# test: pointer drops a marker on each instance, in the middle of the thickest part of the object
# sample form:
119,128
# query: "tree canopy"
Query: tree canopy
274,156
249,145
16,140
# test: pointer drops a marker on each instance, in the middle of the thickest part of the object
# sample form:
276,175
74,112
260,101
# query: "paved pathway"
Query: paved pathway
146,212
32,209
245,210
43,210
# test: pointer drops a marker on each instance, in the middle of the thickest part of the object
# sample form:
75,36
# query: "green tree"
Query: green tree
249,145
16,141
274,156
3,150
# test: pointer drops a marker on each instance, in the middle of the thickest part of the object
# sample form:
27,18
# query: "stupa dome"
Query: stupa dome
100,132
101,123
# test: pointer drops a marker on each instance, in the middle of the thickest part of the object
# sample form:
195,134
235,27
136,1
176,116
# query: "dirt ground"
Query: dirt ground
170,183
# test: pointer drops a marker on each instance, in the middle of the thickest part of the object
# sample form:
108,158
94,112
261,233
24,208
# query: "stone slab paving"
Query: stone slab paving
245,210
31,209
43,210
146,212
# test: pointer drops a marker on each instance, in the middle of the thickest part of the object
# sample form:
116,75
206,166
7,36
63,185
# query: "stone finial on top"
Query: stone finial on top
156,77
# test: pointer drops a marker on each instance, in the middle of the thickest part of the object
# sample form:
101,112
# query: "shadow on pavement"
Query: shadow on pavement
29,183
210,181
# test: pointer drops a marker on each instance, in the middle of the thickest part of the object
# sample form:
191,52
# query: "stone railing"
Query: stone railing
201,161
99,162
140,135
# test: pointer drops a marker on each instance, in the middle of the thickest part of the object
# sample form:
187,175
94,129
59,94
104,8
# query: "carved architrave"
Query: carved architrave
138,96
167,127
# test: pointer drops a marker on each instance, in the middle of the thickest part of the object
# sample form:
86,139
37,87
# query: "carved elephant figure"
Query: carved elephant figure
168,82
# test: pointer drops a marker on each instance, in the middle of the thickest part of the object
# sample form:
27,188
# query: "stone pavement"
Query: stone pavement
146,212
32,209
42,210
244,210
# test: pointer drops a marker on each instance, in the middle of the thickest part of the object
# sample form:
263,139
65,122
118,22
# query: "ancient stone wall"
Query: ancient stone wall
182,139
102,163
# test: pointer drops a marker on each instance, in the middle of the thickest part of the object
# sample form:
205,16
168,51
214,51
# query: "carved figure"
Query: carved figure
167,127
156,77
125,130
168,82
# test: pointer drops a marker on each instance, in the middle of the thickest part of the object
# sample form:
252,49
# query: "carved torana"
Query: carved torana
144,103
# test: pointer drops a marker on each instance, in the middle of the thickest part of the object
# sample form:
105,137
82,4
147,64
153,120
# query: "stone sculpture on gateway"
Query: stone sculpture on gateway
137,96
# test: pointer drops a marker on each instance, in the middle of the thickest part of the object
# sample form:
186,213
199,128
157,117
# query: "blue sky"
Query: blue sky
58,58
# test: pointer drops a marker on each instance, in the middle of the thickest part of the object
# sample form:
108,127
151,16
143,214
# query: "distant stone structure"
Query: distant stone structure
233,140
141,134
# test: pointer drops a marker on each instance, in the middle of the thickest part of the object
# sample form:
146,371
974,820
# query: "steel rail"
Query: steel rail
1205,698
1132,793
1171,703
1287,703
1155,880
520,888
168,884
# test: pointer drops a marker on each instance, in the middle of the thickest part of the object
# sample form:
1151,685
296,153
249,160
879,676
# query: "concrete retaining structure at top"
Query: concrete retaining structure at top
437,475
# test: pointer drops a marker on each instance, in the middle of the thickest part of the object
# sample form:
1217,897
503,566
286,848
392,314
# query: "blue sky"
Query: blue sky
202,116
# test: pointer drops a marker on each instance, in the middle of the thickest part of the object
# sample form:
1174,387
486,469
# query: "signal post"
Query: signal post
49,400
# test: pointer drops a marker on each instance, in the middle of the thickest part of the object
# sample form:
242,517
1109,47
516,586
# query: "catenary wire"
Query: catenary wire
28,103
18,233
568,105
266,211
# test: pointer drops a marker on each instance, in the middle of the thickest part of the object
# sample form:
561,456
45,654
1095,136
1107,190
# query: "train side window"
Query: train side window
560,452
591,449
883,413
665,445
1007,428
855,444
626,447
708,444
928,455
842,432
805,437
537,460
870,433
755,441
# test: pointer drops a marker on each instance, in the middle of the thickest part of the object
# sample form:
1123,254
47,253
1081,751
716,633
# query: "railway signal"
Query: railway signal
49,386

Aim of the task -> Return every line of the rows above that contains the string "canopy". Matching is case-sensitive.

Complete answer ->
# query: "tree canopy"
Query: tree canopy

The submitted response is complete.